**Given problem**.
Locate each line in the entries below that contains the word "every" and copy those lines.

[Region labeling entries]
+===+
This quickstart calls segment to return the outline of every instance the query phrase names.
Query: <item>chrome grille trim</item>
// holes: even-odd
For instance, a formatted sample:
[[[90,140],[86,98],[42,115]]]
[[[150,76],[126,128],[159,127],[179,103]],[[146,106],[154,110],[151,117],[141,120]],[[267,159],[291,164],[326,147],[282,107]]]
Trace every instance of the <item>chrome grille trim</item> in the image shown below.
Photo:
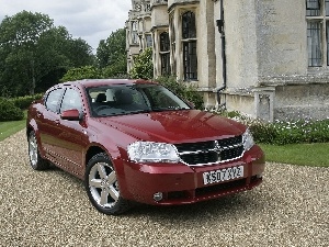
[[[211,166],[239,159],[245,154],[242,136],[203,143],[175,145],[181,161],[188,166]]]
+===+
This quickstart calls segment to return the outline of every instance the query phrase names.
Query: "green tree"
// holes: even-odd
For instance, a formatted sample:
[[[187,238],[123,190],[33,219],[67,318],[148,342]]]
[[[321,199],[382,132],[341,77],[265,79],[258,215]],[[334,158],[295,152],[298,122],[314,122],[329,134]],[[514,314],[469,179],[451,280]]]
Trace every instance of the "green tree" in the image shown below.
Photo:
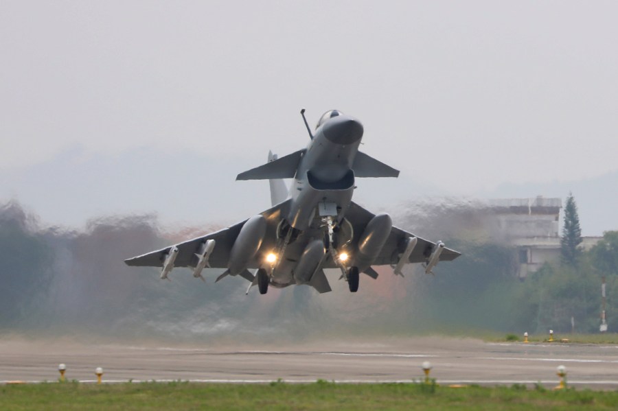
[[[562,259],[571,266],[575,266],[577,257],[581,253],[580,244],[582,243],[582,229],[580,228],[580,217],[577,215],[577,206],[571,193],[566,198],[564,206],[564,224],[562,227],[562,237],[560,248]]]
+===+
**Complete response**.
This quickstart calls segment to return the outline of every instance the query phrase names.
Trace every instance of the <item>chrome grille trim</item> in the image shown below.
This quickstart calls segment to return the outline of every instance the query phrase names.
Trace every instance of the "green tree" in the image shown below.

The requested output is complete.